Direction.
Copy out the rows below line for line, without any changes, and leave out the pictures.

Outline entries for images

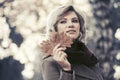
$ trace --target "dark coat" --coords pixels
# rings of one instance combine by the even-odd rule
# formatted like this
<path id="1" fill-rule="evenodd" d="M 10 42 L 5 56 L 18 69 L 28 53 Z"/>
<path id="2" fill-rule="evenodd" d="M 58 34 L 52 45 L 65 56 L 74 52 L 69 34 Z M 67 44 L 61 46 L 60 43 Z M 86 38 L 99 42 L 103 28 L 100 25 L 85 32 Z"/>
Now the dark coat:
<path id="1" fill-rule="evenodd" d="M 68 73 L 63 71 L 51 56 L 43 60 L 42 75 L 43 80 L 103 80 L 97 65 L 93 67 L 74 65 L 73 73 Z"/>

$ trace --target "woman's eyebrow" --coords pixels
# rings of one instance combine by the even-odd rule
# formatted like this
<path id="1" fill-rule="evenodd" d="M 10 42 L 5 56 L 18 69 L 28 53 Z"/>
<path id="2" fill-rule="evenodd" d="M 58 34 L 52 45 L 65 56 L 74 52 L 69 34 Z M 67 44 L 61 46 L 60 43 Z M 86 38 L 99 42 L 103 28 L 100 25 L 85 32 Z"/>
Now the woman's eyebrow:
<path id="1" fill-rule="evenodd" d="M 60 18 L 59 21 L 60 21 L 60 20 L 67 20 L 67 18 Z"/>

Task response.
$ trace --target "dark coat" --coords pixels
# rings of one instance combine by the even-odd rule
# formatted like this
<path id="1" fill-rule="evenodd" d="M 10 42 L 5 56 L 18 69 L 28 53 Z"/>
<path id="2" fill-rule="evenodd" d="M 58 34 L 52 45 L 65 56 L 74 52 L 69 34 Z M 67 44 L 61 46 L 60 43 Z M 86 38 L 99 42 L 103 28 L 100 25 L 85 32 Z"/>
Now the dark coat:
<path id="1" fill-rule="evenodd" d="M 68 73 L 63 71 L 51 56 L 43 60 L 42 75 L 43 80 L 103 80 L 97 65 L 93 67 L 74 65 L 73 73 Z"/>

$ trace --target "woman's eyebrow" --coords pixels
# rings of one instance combine by the even-odd rule
# formatted like this
<path id="1" fill-rule="evenodd" d="M 10 42 L 5 56 L 18 69 L 28 53 Z"/>
<path id="2" fill-rule="evenodd" d="M 58 34 L 52 45 L 65 56 L 74 52 L 69 34 Z M 67 44 L 61 46 L 60 43 Z M 86 38 L 99 42 L 103 28 L 100 25 L 85 32 Z"/>
Now the woman's eyebrow:
<path id="1" fill-rule="evenodd" d="M 60 18 L 59 21 L 60 21 L 60 20 L 67 20 L 67 18 Z"/>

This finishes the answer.